▶ [SOURCE DOCUMENT]:
--- Start ---

Enchanted Forest Cross Country Ski Area


Location: Enchanted Forest Cross Country Ski Area, Red River, New Mexico
Access: From
Red River, NM, head east on Hwy 38 3 miles, turning south on a signed road leading to the ski area. Follow the signs to the end of the road.
Maps: Trail map
Ski Trail Info

Fees: $14/person/day (skis rent for $15/day)
Dogs: Allowed on designated trails
Webcam: Warming Hut
Weather: Local Forecast

December 24, 2008

Inexplicably, with little prior planning, Andra and I find ourselves in New Mexico on Christmas Eve, in a little town called Questa that lies on the northern edge of Taos’ famous cultural aura. You might be tempted, as I was, to say it in your head like “kesta”, much as you would pronounce, “Queso” in “Queso Cheese Dip”, but word on the street is that in this case, the gringo pronunciation is correct: say it like it looks. We have come to stay with the Versockis, Rick, Diane and Christina, who are friends of my friend Mike Mendez and his wife, Mandy (known in the common vernacular as the Mendi), in their wonderful Sante Fe-style ranchette on 10 acres nestled up against the Carson National Forest some 20 miles north of Taos. Today’s outing involves cross country skiing, an activity that neither Mike nor Mandy have ever participated in, and one in which I am only barely competent. We drive over ice-packed roads on a sunny, but windy Christmas Eve to the even smaller town of Red River, New Mexico. Years ago I came through Red River with Dave Burns, and we climbed Wheeler Peak on a fair July day. From my current vantage in front of the ski shop on Main Street, I can see no sign of Wheeler Peak or the long ridgeline that it rises from.  

We enter a ski shop and wait while an older gentleman with a green shirt assists a customer at the counter. We then get information from him about the Enchanted Forest Cross Country Ski Area, and leave with a trail map, directions to the area and free advice: “The white trees are softer.” 

Arriving at the ski area 3 miles east of town, we walk in to the warming hut and wait to talk to the single person behind the counter, a short, young guy with a quiet voice who is currently busy assisting a group of people who sound Russian, or at least eastern European. After a brief consultation, he begins to gather rental supplies for the Mendi, probing extra-deep in the store room, no doubt, for size 14 ski boots for Mike. I can’t imagine they get many requests for size 14 ski boots. Meanwhile I unhook our own skis from the top of the Subaru out front, and cart them over to the outdoor ski rack that reminds me of an old west hitching post. I take some time in the 10-degree shade of the warming hut to apply and smooth a fresh layer of green wax on our antique skis. I say that not only because they are old but because I literally bought my pair of red skis in an antique store in Colorado for $20. They have worked fantastically, despite the left ski missing the front 4 inches from a heinous downhill “incident” in southern Wyoming in 2007. Even Bondo could not put the ski together again. After smoothing the wax on the skis with a cork to the point of near-frostbite on my hands, I return to the warming hut, where Mike and Mandy are putting on their gear, and Andra is sprawled on the small couch chewing jerky to alleviate the sudden crash brought on by a carbfest breakfast of pancakes with Aunt Jemima syrup. I examine the skis they are renting to Mike and Mandy out of curiosity for what the last 2 decades have brought to ski design. They are Fischers, waxless, very narrow and much shorter than ours’. And the boots they have won’t fit our skis, ours’ being the old Nordic style with the three drillholes through the front of the boot sole. I told Mike he could make boots to fit these skis using a power drill and any old pair of shoes, Doc Martins probably working very well because of their prominent rubber sole, but he decided to go the boring rental route and get boots that work with skis without aid the of power tools. Conformist.

--- End ---

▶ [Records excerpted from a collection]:
--- Start ---

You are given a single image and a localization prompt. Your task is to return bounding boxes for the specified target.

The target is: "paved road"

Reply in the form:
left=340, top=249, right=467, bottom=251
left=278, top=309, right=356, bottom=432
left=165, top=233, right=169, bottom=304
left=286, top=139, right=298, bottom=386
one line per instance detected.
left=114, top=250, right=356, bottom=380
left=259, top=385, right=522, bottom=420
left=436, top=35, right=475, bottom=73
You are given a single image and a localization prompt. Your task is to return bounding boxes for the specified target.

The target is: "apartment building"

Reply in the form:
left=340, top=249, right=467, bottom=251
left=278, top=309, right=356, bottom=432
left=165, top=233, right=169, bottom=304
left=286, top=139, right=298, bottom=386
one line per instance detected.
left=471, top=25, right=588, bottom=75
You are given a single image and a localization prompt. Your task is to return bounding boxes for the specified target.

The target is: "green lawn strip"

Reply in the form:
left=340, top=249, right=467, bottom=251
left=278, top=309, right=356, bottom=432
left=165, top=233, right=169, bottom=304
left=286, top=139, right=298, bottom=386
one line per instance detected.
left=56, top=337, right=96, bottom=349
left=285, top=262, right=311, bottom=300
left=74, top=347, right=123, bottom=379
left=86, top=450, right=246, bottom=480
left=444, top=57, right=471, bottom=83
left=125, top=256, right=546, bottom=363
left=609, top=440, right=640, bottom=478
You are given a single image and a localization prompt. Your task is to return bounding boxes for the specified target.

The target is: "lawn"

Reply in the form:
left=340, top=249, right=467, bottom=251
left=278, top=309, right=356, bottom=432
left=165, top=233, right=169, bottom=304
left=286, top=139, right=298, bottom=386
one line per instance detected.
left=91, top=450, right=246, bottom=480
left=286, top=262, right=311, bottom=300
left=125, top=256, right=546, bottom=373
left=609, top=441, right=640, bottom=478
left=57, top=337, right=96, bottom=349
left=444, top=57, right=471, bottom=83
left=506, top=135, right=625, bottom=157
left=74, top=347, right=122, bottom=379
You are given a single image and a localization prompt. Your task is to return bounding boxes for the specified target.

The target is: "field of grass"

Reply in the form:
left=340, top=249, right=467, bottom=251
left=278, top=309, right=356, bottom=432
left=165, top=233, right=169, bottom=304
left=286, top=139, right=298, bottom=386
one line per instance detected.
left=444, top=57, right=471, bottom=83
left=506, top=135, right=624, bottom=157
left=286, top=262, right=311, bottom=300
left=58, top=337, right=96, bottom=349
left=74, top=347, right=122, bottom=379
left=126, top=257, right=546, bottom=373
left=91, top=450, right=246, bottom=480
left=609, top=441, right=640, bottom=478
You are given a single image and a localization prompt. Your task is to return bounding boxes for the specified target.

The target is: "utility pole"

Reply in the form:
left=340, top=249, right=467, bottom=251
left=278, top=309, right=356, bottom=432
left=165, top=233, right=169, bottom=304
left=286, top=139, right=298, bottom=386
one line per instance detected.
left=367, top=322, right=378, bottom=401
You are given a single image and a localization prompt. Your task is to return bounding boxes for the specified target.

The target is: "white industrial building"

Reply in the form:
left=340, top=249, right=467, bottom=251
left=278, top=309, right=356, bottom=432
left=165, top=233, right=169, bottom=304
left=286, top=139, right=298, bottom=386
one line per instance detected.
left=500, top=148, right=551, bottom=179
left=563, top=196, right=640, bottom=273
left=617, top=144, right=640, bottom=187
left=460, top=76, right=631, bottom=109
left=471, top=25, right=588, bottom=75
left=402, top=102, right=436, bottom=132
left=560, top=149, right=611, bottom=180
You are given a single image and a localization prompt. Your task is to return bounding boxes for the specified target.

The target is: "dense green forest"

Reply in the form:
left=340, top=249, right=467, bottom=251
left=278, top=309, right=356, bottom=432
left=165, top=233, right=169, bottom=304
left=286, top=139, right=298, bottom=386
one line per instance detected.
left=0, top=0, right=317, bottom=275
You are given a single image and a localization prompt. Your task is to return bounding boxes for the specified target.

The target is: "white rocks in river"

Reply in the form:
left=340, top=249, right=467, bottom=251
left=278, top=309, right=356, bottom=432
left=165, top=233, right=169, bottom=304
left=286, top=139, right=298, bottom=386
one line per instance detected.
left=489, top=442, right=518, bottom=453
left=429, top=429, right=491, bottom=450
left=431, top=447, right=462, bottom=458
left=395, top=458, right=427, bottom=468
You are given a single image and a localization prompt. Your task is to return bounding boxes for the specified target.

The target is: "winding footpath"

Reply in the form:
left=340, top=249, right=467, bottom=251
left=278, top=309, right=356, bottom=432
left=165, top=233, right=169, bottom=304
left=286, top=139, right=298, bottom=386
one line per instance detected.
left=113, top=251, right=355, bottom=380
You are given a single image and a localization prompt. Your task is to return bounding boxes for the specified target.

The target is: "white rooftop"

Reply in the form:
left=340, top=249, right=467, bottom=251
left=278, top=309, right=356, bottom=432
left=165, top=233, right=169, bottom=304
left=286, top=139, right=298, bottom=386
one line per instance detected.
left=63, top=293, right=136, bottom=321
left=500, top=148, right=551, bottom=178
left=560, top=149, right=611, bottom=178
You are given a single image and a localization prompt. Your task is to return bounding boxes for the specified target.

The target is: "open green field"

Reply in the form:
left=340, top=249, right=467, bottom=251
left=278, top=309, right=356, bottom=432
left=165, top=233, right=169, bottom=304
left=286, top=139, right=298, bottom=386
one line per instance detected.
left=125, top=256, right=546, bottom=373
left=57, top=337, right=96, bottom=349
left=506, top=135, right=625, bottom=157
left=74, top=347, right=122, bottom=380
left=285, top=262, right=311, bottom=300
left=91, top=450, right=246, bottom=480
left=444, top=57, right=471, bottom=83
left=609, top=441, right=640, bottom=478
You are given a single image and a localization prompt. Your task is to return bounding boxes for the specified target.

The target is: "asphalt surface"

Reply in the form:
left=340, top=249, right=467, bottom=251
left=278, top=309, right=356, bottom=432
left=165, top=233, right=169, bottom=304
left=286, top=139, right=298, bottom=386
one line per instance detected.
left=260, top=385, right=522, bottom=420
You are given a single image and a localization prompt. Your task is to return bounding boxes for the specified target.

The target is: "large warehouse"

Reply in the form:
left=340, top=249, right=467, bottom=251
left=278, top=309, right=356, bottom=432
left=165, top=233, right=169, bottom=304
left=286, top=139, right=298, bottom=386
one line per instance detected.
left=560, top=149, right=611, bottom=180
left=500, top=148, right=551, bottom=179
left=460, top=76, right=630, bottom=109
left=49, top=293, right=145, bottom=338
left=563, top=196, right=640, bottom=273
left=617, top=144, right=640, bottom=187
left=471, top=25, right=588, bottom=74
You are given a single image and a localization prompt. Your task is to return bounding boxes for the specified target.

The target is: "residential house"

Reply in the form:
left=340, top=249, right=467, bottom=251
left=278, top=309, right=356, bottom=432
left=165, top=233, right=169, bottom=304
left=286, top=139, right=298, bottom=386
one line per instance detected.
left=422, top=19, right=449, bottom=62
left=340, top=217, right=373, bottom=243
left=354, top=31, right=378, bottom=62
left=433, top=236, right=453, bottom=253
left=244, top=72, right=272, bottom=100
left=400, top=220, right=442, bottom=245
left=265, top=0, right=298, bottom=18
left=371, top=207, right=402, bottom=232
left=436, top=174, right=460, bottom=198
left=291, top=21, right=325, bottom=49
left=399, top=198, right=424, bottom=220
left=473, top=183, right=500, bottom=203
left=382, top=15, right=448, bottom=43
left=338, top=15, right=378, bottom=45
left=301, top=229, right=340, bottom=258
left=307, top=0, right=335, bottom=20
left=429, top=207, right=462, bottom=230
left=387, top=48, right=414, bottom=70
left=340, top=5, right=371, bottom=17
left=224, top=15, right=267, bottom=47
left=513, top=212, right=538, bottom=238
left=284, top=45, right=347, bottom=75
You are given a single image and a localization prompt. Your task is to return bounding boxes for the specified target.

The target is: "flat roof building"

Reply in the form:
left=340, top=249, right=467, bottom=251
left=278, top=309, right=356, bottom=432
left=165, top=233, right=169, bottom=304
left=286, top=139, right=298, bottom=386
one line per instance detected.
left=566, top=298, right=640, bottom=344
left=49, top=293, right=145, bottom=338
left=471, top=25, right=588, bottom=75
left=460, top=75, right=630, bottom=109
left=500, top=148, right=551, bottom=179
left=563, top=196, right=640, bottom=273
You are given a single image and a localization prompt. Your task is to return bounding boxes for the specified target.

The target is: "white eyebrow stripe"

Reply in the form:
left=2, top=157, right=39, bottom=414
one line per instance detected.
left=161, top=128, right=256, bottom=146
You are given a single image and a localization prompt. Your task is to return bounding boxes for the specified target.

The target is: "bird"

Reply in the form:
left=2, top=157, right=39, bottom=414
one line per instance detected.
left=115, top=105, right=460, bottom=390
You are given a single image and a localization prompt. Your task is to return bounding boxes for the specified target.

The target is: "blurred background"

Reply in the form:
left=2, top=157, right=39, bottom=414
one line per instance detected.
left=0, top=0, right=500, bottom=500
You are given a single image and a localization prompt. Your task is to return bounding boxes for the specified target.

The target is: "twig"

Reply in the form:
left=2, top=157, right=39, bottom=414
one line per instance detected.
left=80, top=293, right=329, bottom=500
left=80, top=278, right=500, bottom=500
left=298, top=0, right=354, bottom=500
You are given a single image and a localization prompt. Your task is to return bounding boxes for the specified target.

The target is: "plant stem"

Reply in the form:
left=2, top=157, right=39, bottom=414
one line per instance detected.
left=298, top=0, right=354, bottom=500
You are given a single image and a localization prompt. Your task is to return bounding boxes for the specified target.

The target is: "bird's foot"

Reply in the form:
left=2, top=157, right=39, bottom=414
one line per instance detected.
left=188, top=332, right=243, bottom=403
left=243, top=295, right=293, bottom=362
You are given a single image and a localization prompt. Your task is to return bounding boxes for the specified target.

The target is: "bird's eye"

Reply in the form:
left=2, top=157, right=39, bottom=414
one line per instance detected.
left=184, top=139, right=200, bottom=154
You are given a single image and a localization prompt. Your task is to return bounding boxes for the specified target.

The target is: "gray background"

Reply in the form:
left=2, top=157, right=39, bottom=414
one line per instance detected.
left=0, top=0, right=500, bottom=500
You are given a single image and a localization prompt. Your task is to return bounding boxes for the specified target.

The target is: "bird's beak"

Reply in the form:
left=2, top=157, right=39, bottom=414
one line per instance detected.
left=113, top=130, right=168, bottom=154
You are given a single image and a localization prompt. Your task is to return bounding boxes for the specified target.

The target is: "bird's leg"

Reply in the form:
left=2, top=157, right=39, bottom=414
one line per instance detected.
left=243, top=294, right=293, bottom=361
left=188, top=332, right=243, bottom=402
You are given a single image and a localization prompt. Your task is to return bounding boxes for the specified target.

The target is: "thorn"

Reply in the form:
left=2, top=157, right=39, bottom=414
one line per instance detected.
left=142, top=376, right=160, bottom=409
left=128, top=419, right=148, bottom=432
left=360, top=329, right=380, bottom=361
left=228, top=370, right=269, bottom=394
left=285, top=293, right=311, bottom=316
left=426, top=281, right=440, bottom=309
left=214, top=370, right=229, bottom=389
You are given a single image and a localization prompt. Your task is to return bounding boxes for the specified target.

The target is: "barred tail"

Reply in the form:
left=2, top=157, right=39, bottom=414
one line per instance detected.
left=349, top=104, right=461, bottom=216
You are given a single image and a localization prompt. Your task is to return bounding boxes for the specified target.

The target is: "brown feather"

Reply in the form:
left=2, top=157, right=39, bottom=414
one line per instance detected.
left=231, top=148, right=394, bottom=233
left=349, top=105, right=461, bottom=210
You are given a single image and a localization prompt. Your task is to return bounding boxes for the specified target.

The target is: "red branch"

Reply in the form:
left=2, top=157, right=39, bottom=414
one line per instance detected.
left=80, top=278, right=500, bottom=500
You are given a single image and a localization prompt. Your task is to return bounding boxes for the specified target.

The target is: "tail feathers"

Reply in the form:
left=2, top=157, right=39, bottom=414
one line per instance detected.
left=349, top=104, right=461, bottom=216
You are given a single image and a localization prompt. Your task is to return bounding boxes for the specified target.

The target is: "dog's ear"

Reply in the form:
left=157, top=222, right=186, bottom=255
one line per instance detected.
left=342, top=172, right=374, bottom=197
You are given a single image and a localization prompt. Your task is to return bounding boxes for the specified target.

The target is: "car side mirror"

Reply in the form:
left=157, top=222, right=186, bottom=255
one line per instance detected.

--- End ---

▶ [GIVEN TASK]: Return the passage of the Enchanted Forest ski account from "Location: Enchanted Forest" to "rent for $15/day)", copied word for word. This material has no connection to the Enchanted Forest ski account.

▶ [SOLVED EXERCISE]:
Location: Enchanted Forest Cross Country Ski Area, Red River, New Mexico
Access: From
Red River, NM, head east on Hwy 38 3 miles, turning south on a signed road leading to the ski area. Follow the signs to the end of the road.
Maps: Trail map
Ski Trail Info

Fees: $14/person/day (skis rent for $15/day)